- _提示された文章_
'''
諸家御用達の木谷屋では、勤皇派に金を融通した罪を手代の清七(幸四郎)が一人で被り身を隠していました。清七の忠義に主人の仙右衛門(彌十郎)は娘のお秀(壱太郎)を嫁がせると約束していましたが、5年後、清七が京に戻ると所司代 吉井作左衛門(橘三郎)の甥新造(松江)が婿養子になっていました。仙右衛門から手切れ金として三百両を渡された清七は失意の中、お秀と瓜二つの芸者 雛勇(壱太郎二役)と出会います・・・。
「え~っ、清七、かわいそうやん!」
というのが最初の感想。
贔屓の役者が演じているというのを差し引いても、あまりな仕打ち。
でも仙右衛門さんとしては、お店を守るためにそうするより仕方なかったのでしょう。
ただ真面目に、懸命に生きながら、報われずに破滅する清七。
「一つだけ」という願いも聞き入れられず、かといって口答えしたり暴れたりもせず、生木を裂かれるような思いでお秀の前から去る清七。
幸四郎さん独特の清潔感が清七の哀れさを一層際立てます。
勤皇派にお金を融通することが罪になるというのが、いかにも世相揺れ動く幕末の京都という感じ。
ちなみに、あらすじも全く知らずに観たのですが、彌十郎さんの台詞に「橋本左内」という名前が出て来て「幕末の話なのか」と察したワタクシ、昨年の新選組本爆読みの効果テキメン。(←)
お秀と雛勇をくっきり演じ分けた壱太郎さん。
雛勇のような汚れ役は珍しいと思いますが、騙すつもりがいつの間にか本気で惚れてしまう女心の機微を細やかに見せてくれました。
雛勇の間夫 八坂の力蔵は愛之助さん。
いや~、もうクズっぷりがすばらしくハマっていましたね(ほめています)。
二人のやり取りからうすうす騙されていることに気づく清七。
飲めない酒を飲み、雛勇に金を投げつけて、最後に、
「お秀さん、どうしてあの時、止めてくれなかったんや」
やっぱりずーっとお秀さんのこと忘れられなかったんだ ナミダ
力蔵が誤って雛勇を刺し、その力蔵を清七が刺して、折り重なるように倒れる二人のそばで金を拾って逃げ去る清七。
「え~っ、清七、かわいそう過ぎるやん!」(再び)
な幕切れでした。
木谷屋を出た時、多分死ぬつもりだった清七を追いかけて一緒に酒を飲み、励ます手代 久七(猿弥)の温かさが一服の清涼剤のようでしたが、久七が清七に酒を飲ませて四條磧に行かなければ雛勇と出会うこともなかったのに、と思うと・・・。

作: 河竹黙阿弥
構成・振付: 二世 藤間勘祖
出演: 片岡愛之助 中村虎之介
市川猿弥 松本幸四郎 ほか
(上演時間: 1時間)
娘道成寺をベースに、大津絵に描かれた5役を一人の役者が踊り分ける賑やかな舞踊。
藤娘に始まって、鷹匠、座頭、船頭、鬼と早替りで踊ります。
'''
- _与えられた記録_
'''
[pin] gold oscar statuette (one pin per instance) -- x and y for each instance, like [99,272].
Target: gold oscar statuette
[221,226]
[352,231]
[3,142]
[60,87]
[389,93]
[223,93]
'''
'''
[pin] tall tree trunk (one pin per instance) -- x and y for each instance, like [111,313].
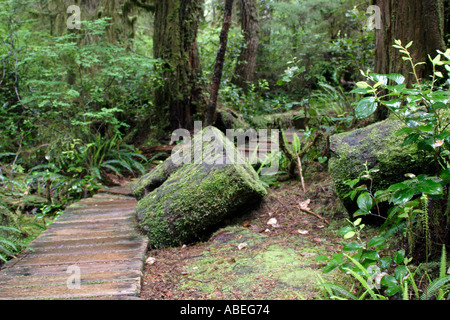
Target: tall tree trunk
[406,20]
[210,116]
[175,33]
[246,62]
'''
- _課題 A_
上の記録から、「like」という語を含む行をすべて抜き出しなさい。
- _課題 B_
上に示した歌舞伎の観劇記を、最後の文の後から書き継ぎなさい。

- _解答 A_
[pin] gold oscar statuette (one pin per instance) -- x and y for each instance, like [99,272].
[pin] tall tree trunk (one pin per instance) -- x and y for each instance, like [111,313].

- _解答 B_
道成寺ものはほとんど全部観たことがあると思っていましたが、これは初見でした。
楽しかったです!
大きな鐘が据えられた舞台。
大津の三井寺で行われる鐘供養へやって来たのは外方(松十郎)と所化ならぬ唐子たち(吉太朗ほか)。
そこへスッポンから登場したのは白拍子花子ならぬ藤娘。
ここから次々姿を変えて踊る愛之助さん。
袖にはけたと思ったらすぐ花道から違う姿で登場と、早替りも鮮やか。
衣装も引き抜きがありぶっ返りありで目にも楽しく、常磐津と長唄の掛け合いが、また賑やかで正月らしい。
座頭に絡む虎之介くんの犬もかわいかったです。
これが最初の演目でもよかったのではないかしら。
猿弥さんのちょっとおとぼけの弁慶が引き連れた槍奴さんたちの「とうづくし」。
「ありがとう」「東京オリンピック」と続く中、「皆さんお昼ごはんは食べられましたか。おすすめははり重の洋風べんとう~」とあって、ちょうどそれ、幕間に食べたばかりだったのでウケて「あっつはっは」と声出して笑ってしまいました。


これね。
そうして最後にラスボス感満載で登場する幸四郎さん矢の根五郎。
この押し戻しがカッコよすぎて、3枚出てた舞台写真全部買ってしまいましたとさ。

出演: 中村扇雀 中村鴈治郎
中村寿治郎 嵐橘三郎 ほか
(上演時間: 1時間)
三勝半七という実際に起こった心中事件をもとにしたお話。
大坂上塩町の酒屋「茜屋」の息子半七(鴈治郎)はお園(扇雀)という妻がありながら、女舞芝居の芸人美濃屋三勝(扇雀)と恋仲になってお通という子供までもうけて勘当され、三勝をめぐるいざこざから殺人まで犯してしまいます。お園はそれでも半七を慕い、一度は連れ戻された実家から父 宗岸(鴈治郎)に伴われて茜屋へ戻ってきます。そこへ、酒屋のお客に付き添って出かけた丁稚が捨て子を連れて戻ってきます・・・。
当初出演予定だった坂田藤十郎さん休演のため、三勝は扇雀さん代役となり、お園との二役、もともと二役だった鴈治郎さんと合わせて、ご兄弟で四役を勤められました。
特別ポスター(右上の画像)の三勝は藤十郎さんのままですね。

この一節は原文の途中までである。